■ **Goal**: Repeat the rows below word for word, leaving out the pictures.

┄┄┄┄┄┄

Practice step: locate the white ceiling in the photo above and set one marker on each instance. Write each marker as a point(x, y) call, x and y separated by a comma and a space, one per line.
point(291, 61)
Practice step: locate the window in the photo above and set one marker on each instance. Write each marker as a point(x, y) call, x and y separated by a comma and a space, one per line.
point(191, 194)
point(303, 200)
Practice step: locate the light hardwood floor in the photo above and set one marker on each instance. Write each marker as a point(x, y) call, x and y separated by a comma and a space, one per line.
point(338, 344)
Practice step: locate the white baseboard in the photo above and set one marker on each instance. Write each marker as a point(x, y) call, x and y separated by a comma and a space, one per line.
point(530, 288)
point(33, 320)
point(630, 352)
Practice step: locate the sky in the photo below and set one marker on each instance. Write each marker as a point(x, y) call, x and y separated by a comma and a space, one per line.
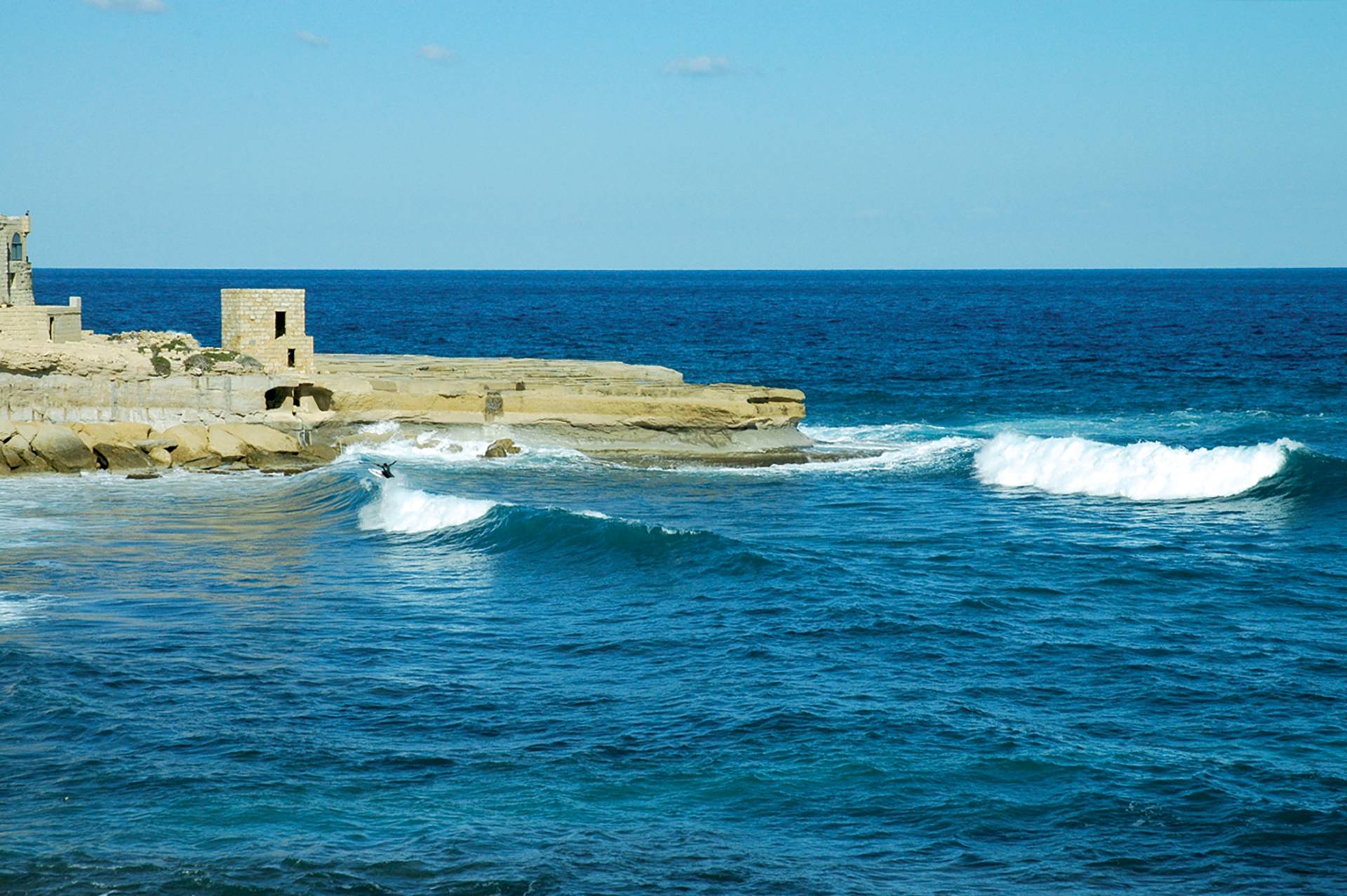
point(686, 134)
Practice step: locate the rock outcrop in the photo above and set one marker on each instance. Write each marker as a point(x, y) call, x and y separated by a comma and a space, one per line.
point(136, 449)
point(502, 448)
point(210, 407)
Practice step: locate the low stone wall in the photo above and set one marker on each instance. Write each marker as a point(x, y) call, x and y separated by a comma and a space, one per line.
point(136, 449)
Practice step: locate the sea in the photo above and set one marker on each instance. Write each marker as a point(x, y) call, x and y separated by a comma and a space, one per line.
point(1070, 619)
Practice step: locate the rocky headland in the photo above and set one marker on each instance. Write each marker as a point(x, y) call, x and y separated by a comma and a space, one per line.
point(145, 402)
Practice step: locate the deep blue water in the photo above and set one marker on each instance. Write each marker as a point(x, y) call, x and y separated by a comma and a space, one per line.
point(1021, 650)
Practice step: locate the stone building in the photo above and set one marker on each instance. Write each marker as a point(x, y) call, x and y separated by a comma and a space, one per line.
point(20, 316)
point(269, 326)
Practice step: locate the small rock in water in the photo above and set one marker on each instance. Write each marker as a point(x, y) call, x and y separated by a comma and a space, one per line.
point(502, 448)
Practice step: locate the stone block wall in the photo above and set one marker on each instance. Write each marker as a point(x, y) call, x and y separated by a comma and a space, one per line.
point(41, 323)
point(248, 323)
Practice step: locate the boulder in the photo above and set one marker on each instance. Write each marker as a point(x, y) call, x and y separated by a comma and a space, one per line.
point(262, 437)
point(225, 443)
point(11, 458)
point(208, 461)
point(278, 462)
point(35, 464)
point(121, 458)
point(193, 442)
point(27, 460)
point(502, 448)
point(62, 449)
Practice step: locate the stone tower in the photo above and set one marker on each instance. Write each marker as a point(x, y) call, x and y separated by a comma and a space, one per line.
point(17, 287)
point(20, 316)
point(269, 326)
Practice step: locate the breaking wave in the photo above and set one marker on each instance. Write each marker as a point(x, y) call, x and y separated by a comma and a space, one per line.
point(1141, 471)
point(411, 511)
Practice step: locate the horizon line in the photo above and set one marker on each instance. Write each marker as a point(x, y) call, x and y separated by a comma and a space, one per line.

┄┄┄┄┄┄

■ **Written answer**:
Practice step: locate the white ceiling in the photo above and set one marker on each instance. Write each marker as a point(x, y) call, x and y separated by a comma and a space, one per line.
point(291, 61)
Practice step: locate the window in the photo above and set one marker on each instance. Write each marker as a point(x, y) call, x and y separated by a comma and a space, one per line.
point(191, 194)
point(303, 200)
Practice step: locate the light hardwood floor in the photo above and set one marker on each instance. Write each marker as a point(x, y) call, x and y separated by a comma and a space, one per line.
point(338, 344)
Practice step: locate the white baseboard in the photo above and set one marker on each instance. Write each marker as a point(x, y) call, x and y separated by a comma and a space, one per line.
point(530, 288)
point(33, 320)
point(630, 352)
Practice step: locate the sky in the photo below and set one marker on each instance. Write each marker as a point(x, y) call, x and y separated by a comma and a space, one per line.
point(686, 134)
Practice step: locate the rock outcrop in the photo above and set one marker on each instance. Write each marker as a point(x, y) call, x and y separated by a comma and a space, one per line.
point(136, 449)
point(502, 448)
point(210, 407)
Practice step: locate the low stone wall in the photo above and set one marker on each instance. Write each marker as a point(x, y) call, x and y separated by a comma and a space, one per line.
point(136, 449)
Practice step: locate the sea in the photo above and set one marker on each instance. Write each marker as a point(x, y) call, x and y separated by a comma and a space, one per line.
point(1070, 619)
Practice step: locate the rocky headland in the photo above and set one marker on each instance. Write each marker as a point(x, y) call, x and y separated by a comma and a space, one per line.
point(145, 402)
Practice step: locate the deep blue water in the photo above and set one marker on each instance. Write each marker as a point(x, y) call, x and y separated by a comma and a space, one per line.
point(1021, 650)
Practice step: locate the stone building in the photo above and set one marker on each instance. Write each marker as a point(x, y) call, x and y separated by a comma and a space, one per line.
point(20, 316)
point(269, 326)
Practice step: locate the small rock in water in the photo above and set one marker on each instance. Write each marker as a point(x, y) call, x and y separated by a comma and a space, one per line.
point(502, 448)
Practice step: locate the stone block wall in the photo above and set one marker on each instance. Write each marker as a point(x, y) call, x and y separated by a comma and a space, one per line.
point(41, 323)
point(248, 323)
Practice step: locate the boulder in the photo above and set one marker on each instance. Write each marker as a point(x, y) call, x and y separated by a comma and a space, one per line.
point(262, 437)
point(225, 443)
point(11, 458)
point(208, 461)
point(278, 462)
point(35, 464)
point(121, 458)
point(193, 442)
point(27, 460)
point(502, 448)
point(62, 449)
Practice step: locate the stone tower in the photo above and set one marker on each instance. Write each marker as a point(x, y) call, x and y separated by a comma and a space, one per line.
point(17, 287)
point(20, 316)
point(269, 326)
Practice step: locate the breaking wave in the photo above and set one marker on each instance. Write each marker as a point(x, y) call, x and y separated by a comma and a space, one per line.
point(1141, 471)
point(411, 511)
Practice step: locate the horizon line in the photo above and set one marker on each instance. Write each marker as a point(x, y) call, x and y separated by a comma and a space, one per line.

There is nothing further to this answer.